# [EXERCISE REQUIREMENTS]
Write back each entry precisely as it is given.
-- Opening Marker --
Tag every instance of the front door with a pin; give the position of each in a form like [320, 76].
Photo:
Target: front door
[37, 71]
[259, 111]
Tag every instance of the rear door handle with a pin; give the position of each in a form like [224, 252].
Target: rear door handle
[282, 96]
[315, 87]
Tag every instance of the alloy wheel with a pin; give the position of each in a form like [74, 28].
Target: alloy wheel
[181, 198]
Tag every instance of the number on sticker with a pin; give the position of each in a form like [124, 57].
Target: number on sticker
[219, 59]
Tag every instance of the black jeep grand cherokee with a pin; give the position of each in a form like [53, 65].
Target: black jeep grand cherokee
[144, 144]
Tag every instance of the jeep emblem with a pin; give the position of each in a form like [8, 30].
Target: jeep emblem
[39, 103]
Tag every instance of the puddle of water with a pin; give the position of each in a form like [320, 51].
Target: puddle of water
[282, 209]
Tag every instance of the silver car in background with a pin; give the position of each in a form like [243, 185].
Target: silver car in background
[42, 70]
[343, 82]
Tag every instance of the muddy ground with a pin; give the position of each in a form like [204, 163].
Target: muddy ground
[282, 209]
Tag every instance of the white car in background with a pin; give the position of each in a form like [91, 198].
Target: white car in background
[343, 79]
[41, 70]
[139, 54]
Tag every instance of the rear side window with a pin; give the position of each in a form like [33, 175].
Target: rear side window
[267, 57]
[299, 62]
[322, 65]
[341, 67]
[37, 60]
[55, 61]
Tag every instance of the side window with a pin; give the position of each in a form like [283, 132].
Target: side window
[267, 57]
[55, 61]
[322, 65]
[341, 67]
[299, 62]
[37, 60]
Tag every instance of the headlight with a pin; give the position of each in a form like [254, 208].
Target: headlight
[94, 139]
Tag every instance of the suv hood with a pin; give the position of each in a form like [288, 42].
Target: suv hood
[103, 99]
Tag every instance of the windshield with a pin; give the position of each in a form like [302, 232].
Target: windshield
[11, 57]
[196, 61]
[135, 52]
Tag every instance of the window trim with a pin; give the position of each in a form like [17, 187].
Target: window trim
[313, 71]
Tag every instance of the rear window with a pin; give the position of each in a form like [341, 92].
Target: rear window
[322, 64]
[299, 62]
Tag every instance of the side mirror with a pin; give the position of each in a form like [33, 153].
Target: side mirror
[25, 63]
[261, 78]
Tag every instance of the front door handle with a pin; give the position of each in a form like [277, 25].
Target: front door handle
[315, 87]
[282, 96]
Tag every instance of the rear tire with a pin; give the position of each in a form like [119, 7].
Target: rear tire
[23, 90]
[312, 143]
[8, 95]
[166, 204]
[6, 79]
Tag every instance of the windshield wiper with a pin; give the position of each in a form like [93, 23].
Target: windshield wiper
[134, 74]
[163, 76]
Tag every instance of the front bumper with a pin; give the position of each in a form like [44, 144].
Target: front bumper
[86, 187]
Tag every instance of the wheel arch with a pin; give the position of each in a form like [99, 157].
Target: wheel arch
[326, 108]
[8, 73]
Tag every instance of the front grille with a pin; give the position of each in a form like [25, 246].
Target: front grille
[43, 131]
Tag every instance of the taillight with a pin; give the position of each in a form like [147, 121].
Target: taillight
-- Closing Marker --
# [TASK ANSWER]
Tag every instance of the front door with a pin; give the position of each in a form like [320, 76].
Photo:
Target: front door
[37, 71]
[259, 111]
Tag every instance of the rear door handle with a pin; give the position of each in a form like [224, 252].
Target: rear door handle
[282, 96]
[315, 87]
Tag every instance of the alloy wheel with a pin; give the position of each in a form like [74, 28].
Target: alloy wheel
[181, 198]
Tag every instance of the number on sticker with a pin; give the position of each in a form like [124, 57].
Target: number on sticker
[219, 59]
Tag every instance of the black jeep grand cherokee with a pin; give the position of each in a form like [53, 65].
Target: black jeep grand cherokee
[144, 144]
Tag every instance of the jeep emblem with a pin; give the position of each in a form like [8, 30].
Target: jeep emblem
[39, 103]
Tag every instance of the puddle of water with a pin; give the position of each in a form like [320, 51].
Target: puddle of water
[282, 209]
Tag every instance of the silver car in background with a pin; give the position of each in a form like [243, 185].
Target: silver car in background
[42, 70]
[343, 82]
Tag every instance of the muddy ground with a pin; give the position of each in a form like [204, 163].
Target: muddy ground
[282, 209]
Tag every instance of the white car in background with a pin; give the position of each in a form like [91, 198].
Target: white car in background
[343, 79]
[41, 70]
[139, 54]
Tag every instance of the rear side window with a pin; give the position of each in a form like [33, 175].
Target: rear side window
[267, 57]
[299, 62]
[322, 65]
[341, 67]
[37, 60]
[55, 61]
Tag every instance of the side window with a pin; give the position of each in a form like [283, 132].
Target: side window
[267, 57]
[55, 61]
[322, 65]
[341, 67]
[299, 62]
[37, 60]
Tag every instance of the headlight with a pin; give the position of each in a form like [254, 208].
Target: headlight
[94, 139]
Tag every instance of the suv hood with a pin; give the position of each in a form like [288, 42].
Target: suv hood
[103, 99]
Tag every instance of the windshield with a pin; give the position of each in a form like [302, 232].
Target: windshield
[11, 57]
[196, 61]
[135, 52]
Tag every instance of the window trim with a pin; give the position of each in a form like [17, 187].
Target: window trim
[313, 71]
Tag every instance of the rear window with a pin; give the position of each in a form like [341, 92].
Target: rear window
[322, 64]
[299, 62]
Tag every instance of the side mirror with a pin; give the position of each in a form like [33, 153].
Target: side mirror
[25, 63]
[261, 78]
Tag every instance of the front door handle with a pin; give the position of each in a form like [277, 25].
Target: front door handle
[315, 87]
[282, 96]
Tag every instance of the rear tire with a pin; give the position of each in a form like [119, 7].
Target: rear tire
[23, 90]
[312, 143]
[8, 95]
[166, 204]
[6, 79]
Tag every instance of the windshield wiper with a pin; give the position of each in a form like [93, 23].
Target: windshield wiper
[134, 74]
[163, 76]
Tag every instance of the front bumper with a pin; give the position of each in a form like [44, 144].
Target: front bumper
[86, 187]
Tag every instance of the wheel arch with a pin; give the position of each in a form like [99, 157].
Target: wheel arch
[326, 108]
[8, 73]
Tag every instance of the front grille with a pin; give the position of each in a form like [25, 246].
Target: front grille
[43, 131]
Tag every instance of the taillight with a pin; give the position of each in a form like [147, 121].
Target: taillight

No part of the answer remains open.